SET PROBLEM: Please extract every line of the data below without any changes, leaving the pictures out.

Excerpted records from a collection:
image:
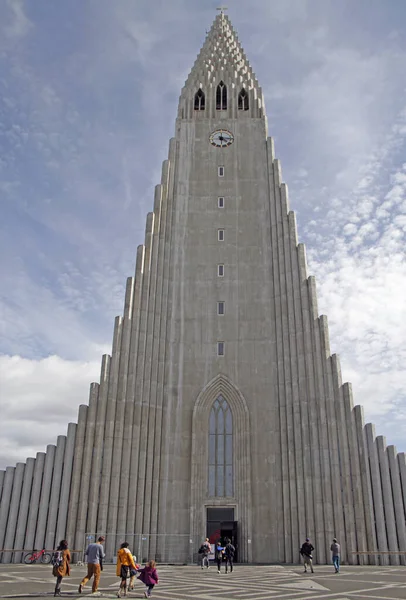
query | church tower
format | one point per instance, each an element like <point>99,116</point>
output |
<point>221,409</point>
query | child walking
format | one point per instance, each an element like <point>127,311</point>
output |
<point>126,568</point>
<point>149,576</point>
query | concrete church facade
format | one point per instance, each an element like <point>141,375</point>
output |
<point>220,407</point>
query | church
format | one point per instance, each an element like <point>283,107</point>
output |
<point>221,411</point>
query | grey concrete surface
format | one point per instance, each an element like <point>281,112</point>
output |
<point>246,582</point>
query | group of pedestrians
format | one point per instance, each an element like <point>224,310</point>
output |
<point>307,554</point>
<point>126,569</point>
<point>221,554</point>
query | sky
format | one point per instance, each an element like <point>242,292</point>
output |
<point>88,100</point>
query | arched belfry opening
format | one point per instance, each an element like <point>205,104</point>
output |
<point>200,100</point>
<point>221,461</point>
<point>221,96</point>
<point>243,101</point>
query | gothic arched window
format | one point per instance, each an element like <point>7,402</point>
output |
<point>243,103</point>
<point>221,96</point>
<point>220,449</point>
<point>200,101</point>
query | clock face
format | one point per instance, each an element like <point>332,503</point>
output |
<point>221,138</point>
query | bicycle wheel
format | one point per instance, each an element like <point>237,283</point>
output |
<point>29,558</point>
<point>46,558</point>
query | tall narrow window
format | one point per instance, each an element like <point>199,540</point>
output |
<point>200,101</point>
<point>243,103</point>
<point>220,449</point>
<point>221,96</point>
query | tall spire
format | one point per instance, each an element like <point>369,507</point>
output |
<point>221,58</point>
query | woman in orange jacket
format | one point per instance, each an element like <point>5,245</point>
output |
<point>126,567</point>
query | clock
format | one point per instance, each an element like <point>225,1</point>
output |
<point>221,138</point>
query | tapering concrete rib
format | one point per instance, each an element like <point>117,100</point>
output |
<point>86,475</point>
<point>34,501</point>
<point>143,406</point>
<point>13,512</point>
<point>344,461</point>
<point>23,511</point>
<point>109,430</point>
<point>76,473</point>
<point>397,501</point>
<point>167,183</point>
<point>5,502</point>
<point>66,482</point>
<point>44,499</point>
<point>366,485</point>
<point>120,416</point>
<point>50,541</point>
<point>277,253</point>
<point>135,402</point>
<point>377,493</point>
<point>93,500</point>
<point>387,498</point>
<point>151,364</point>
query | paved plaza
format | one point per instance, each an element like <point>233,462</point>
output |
<point>247,582</point>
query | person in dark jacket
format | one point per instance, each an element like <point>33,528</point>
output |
<point>306,551</point>
<point>149,576</point>
<point>218,555</point>
<point>229,552</point>
<point>62,569</point>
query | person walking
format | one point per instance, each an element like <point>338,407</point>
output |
<point>125,568</point>
<point>61,565</point>
<point>336,550</point>
<point>218,555</point>
<point>306,551</point>
<point>95,555</point>
<point>229,552</point>
<point>205,550</point>
<point>149,576</point>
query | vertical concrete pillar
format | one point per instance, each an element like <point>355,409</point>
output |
<point>382,540</point>
<point>109,431</point>
<point>24,506</point>
<point>50,541</point>
<point>397,501</point>
<point>44,499</point>
<point>86,475</point>
<point>34,502</point>
<point>13,511</point>
<point>76,474</point>
<point>97,460</point>
<point>387,499</point>
<point>66,484</point>
<point>5,502</point>
<point>366,485</point>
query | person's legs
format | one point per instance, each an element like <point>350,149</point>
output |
<point>88,576</point>
<point>96,577</point>
<point>58,586</point>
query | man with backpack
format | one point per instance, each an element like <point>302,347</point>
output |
<point>229,552</point>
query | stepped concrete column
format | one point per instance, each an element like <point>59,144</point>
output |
<point>5,502</point>
<point>34,501</point>
<point>66,483</point>
<point>24,506</point>
<point>44,500</point>
<point>13,512</point>
<point>50,541</point>
<point>397,501</point>
<point>382,540</point>
<point>387,499</point>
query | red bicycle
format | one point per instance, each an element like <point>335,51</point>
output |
<point>32,557</point>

FINAL RESULT:
image:
query | church tower
format | one point per instance, each an element like <point>99,116</point>
output |
<point>221,409</point>
query | child walking
format | one point per instance, each an element like <point>127,311</point>
output |
<point>126,568</point>
<point>149,576</point>
query | concrete church facade
format | one point per instance, each an element like <point>141,375</point>
output |
<point>220,407</point>
query | church
format | one point per instance, each an element like <point>283,107</point>
output |
<point>221,411</point>
query | grey concrete surface
format | one point per instance, each an element like <point>281,112</point>
output |
<point>246,582</point>
query | group of pedestrians
format | one point per instance, each an element like <point>224,310</point>
output |
<point>307,554</point>
<point>126,569</point>
<point>221,554</point>
query | sky
format | one point per instance, each an element like <point>242,292</point>
output |
<point>88,100</point>
query | arched belfry opening
format | one point per instance, each an element like <point>205,104</point>
output |
<point>200,100</point>
<point>221,461</point>
<point>221,96</point>
<point>243,101</point>
query | gothic arched window
format | one point per instance, each an element like <point>7,402</point>
output |
<point>243,103</point>
<point>221,96</point>
<point>220,449</point>
<point>200,101</point>
query | clock face
format | one point per instance, each an element like <point>332,503</point>
output |
<point>221,138</point>
query | bicycle wheel
format | one point per instance, each an element like <point>237,283</point>
output |
<point>29,558</point>
<point>46,558</point>
query | tall narrow window
format | one point per instance, each an element like <point>199,540</point>
output |
<point>200,101</point>
<point>243,103</point>
<point>220,449</point>
<point>221,96</point>
query | tall spire
format | one point per instance, each an element like <point>369,507</point>
output |
<point>221,58</point>
query | woman in orange jacket
format | one point per instance, each an element like <point>5,245</point>
output |
<point>126,567</point>
query | clock
format | one point per instance, each an element like <point>225,1</point>
output |
<point>221,138</point>
query | tapering concrete rib
format | one point per instance, each an element like <point>117,100</point>
output |
<point>86,475</point>
<point>34,501</point>
<point>143,406</point>
<point>13,512</point>
<point>344,461</point>
<point>23,511</point>
<point>109,430</point>
<point>76,473</point>
<point>397,501</point>
<point>167,183</point>
<point>5,502</point>
<point>66,482</point>
<point>44,499</point>
<point>366,485</point>
<point>120,416</point>
<point>50,541</point>
<point>277,253</point>
<point>135,402</point>
<point>377,493</point>
<point>93,500</point>
<point>387,498</point>
<point>151,364</point>
query | paved plaza
format | one point per instance, each an element like <point>233,462</point>
output |
<point>247,582</point>
query | person in dark jacket
format | one point per instance, each an element like <point>33,528</point>
output |
<point>306,551</point>
<point>149,576</point>
<point>218,555</point>
<point>229,552</point>
<point>62,569</point>
query | person walking
format | one point per instance, each an element like <point>338,407</point>
output |
<point>125,568</point>
<point>61,565</point>
<point>336,550</point>
<point>218,555</point>
<point>306,551</point>
<point>95,555</point>
<point>229,552</point>
<point>205,550</point>
<point>149,576</point>
query | vertical concrete pillar
format | one point per instance, each an element like <point>355,409</point>
output |
<point>382,540</point>
<point>109,431</point>
<point>24,506</point>
<point>50,541</point>
<point>397,501</point>
<point>44,499</point>
<point>86,475</point>
<point>34,502</point>
<point>13,511</point>
<point>76,474</point>
<point>97,460</point>
<point>387,499</point>
<point>66,484</point>
<point>5,502</point>
<point>366,485</point>
query | person's legs
format | one point per instance, each an element like <point>350,149</point>
output |
<point>88,576</point>
<point>96,577</point>
<point>58,586</point>
query | man with backpack
format | one point per instance, each an element like <point>302,347</point>
output |
<point>229,552</point>
query | stepped concrete column
format | one point per instance, each an element like <point>59,144</point>
output |
<point>5,502</point>
<point>34,501</point>
<point>66,483</point>
<point>24,506</point>
<point>44,500</point>
<point>13,512</point>
<point>50,541</point>
<point>397,501</point>
<point>382,540</point>
<point>387,499</point>
query | red bicycle
format | one point per instance, each an element like <point>335,51</point>
output |
<point>32,557</point>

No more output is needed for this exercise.